++++ Information provided ++++

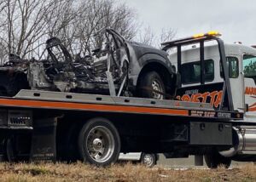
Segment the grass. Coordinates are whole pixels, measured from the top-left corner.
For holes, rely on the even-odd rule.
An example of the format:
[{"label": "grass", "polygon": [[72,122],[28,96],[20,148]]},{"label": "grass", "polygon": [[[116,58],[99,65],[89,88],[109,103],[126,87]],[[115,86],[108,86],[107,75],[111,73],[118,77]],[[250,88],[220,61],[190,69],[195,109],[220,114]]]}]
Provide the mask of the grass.
[{"label": "grass", "polygon": [[256,181],[256,165],[250,163],[232,169],[174,170],[131,163],[108,168],[81,162],[0,163],[0,181]]}]

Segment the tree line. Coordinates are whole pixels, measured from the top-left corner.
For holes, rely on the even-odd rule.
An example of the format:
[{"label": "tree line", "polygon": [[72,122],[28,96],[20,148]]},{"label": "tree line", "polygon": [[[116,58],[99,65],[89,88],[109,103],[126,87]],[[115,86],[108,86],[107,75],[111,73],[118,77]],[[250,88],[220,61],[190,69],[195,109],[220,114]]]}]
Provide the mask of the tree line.
[{"label": "tree line", "polygon": [[[0,61],[9,53],[21,59],[42,56],[45,41],[57,37],[72,55],[86,54],[101,40],[93,35],[111,27],[128,40],[153,44],[150,29],[141,33],[136,10],[115,0],[0,0]],[[175,35],[162,31],[160,39]]]}]

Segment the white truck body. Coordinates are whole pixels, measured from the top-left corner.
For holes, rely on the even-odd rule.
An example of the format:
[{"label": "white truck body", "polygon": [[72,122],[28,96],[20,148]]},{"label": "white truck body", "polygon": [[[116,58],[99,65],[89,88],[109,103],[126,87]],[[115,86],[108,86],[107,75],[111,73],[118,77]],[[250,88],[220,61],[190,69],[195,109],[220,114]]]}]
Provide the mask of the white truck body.
[{"label": "white truck body", "polygon": [[[240,112],[244,112],[244,121],[246,122],[255,122],[256,119],[256,70],[253,70],[253,75],[247,75],[244,73],[244,69],[246,66],[248,66],[249,64],[256,63],[256,48],[252,47],[247,47],[241,44],[224,44],[225,54],[226,58],[231,60],[232,65],[230,65],[230,74],[233,76],[230,77],[230,88],[232,93],[233,105],[234,110],[239,111]],[[205,87],[208,85],[212,85],[218,82],[223,82],[224,78],[221,77],[221,67],[220,67],[220,58],[218,45],[211,45],[205,47],[205,60],[211,60],[214,66],[211,66],[209,64],[208,69],[206,69],[206,75],[212,74],[212,79],[209,81],[206,81]],[[182,51],[182,60],[183,65],[185,64],[193,64],[198,62],[200,60],[200,48],[192,48],[190,49],[186,49]],[[246,59],[247,56],[252,56],[250,59]],[[233,60],[232,60],[233,59]],[[172,64],[177,66],[177,54],[171,54],[170,60],[172,61]],[[173,61],[174,60],[174,61]],[[194,71],[194,74],[196,74],[196,66],[199,65],[191,65],[190,68],[192,71],[188,71],[188,72],[191,73]],[[194,71],[193,71],[194,69]],[[200,69],[200,68],[199,68]],[[198,71],[198,70],[197,70]],[[208,72],[207,72],[208,71]],[[198,72],[198,71],[197,71]],[[184,74],[185,75],[185,74]],[[189,76],[193,77],[193,76]],[[253,77],[254,77],[254,80]],[[190,94],[189,101],[199,101],[199,100],[192,99],[193,94],[198,94],[199,93],[196,90],[193,90],[195,87],[200,86],[201,82],[189,82],[183,81],[182,83],[182,88],[189,88],[191,90],[192,95]],[[191,93],[190,92],[190,93]],[[219,91],[218,91],[219,92]],[[201,93],[204,94],[204,93]],[[219,94],[222,94],[220,93]],[[216,102],[218,99],[217,95],[212,95],[213,102],[211,102],[212,105],[217,104]],[[185,100],[186,97],[177,97],[182,100]],[[206,101],[206,100],[204,100]],[[217,106],[217,105],[213,105]]]}]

++++

How many lines of the listing contain the string "left" when case counts? Reply with the number alone.

### Reply
3